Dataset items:
=======

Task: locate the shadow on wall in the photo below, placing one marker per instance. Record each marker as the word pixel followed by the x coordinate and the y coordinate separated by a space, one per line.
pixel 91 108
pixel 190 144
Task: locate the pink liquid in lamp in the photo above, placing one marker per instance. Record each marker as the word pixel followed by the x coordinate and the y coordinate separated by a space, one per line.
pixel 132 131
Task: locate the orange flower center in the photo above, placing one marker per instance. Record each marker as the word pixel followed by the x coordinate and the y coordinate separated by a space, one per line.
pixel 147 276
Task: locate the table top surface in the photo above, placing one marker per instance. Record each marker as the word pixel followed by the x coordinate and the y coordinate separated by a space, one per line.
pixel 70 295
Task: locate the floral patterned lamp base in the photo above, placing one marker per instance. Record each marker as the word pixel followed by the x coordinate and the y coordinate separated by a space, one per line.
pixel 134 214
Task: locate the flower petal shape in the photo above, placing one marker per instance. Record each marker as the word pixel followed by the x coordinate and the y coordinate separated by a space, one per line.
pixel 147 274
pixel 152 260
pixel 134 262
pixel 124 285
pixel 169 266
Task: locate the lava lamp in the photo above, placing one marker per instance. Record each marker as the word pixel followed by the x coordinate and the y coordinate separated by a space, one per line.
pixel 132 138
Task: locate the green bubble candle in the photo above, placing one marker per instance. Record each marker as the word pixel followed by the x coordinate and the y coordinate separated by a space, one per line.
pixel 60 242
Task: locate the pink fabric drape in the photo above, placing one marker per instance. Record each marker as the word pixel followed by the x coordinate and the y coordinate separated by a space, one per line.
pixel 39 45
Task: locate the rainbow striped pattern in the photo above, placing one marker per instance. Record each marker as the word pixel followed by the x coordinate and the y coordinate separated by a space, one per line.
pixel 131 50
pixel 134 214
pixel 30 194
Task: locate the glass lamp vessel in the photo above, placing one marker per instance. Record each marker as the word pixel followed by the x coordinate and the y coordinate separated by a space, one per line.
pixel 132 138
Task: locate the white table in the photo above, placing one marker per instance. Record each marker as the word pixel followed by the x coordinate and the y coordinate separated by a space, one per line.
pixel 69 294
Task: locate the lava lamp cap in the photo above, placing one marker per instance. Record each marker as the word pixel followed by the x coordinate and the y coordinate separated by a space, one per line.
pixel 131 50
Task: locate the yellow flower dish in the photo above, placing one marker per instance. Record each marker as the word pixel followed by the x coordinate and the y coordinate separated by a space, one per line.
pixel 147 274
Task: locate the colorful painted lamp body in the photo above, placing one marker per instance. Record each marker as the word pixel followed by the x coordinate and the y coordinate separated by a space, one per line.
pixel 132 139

=======

■ **The problem**
Copy out verbatim every line from the start of the listing above down to the line containing "pixel 147 276", including both of those lines.

■ **Correct response**
Task: locate the shadow on wall in the photo below, placing one marker per instance. Record each marker as the word pixel followed by the x coordinate and the y coordinate separated by a space, one per line.
pixel 91 108
pixel 190 144
Task: locate the pink liquid in lamp in the photo above, placing one marker per instance. Record each marker as the word pixel followed by the x coordinate and the y coordinate separated by a space, one per line.
pixel 132 131
Task: locate the orange flower center in the photo above, placing one marker per instance. Record each marker as the word pixel followed by the x coordinate and the y coordinate separated by a space, one per line.
pixel 147 276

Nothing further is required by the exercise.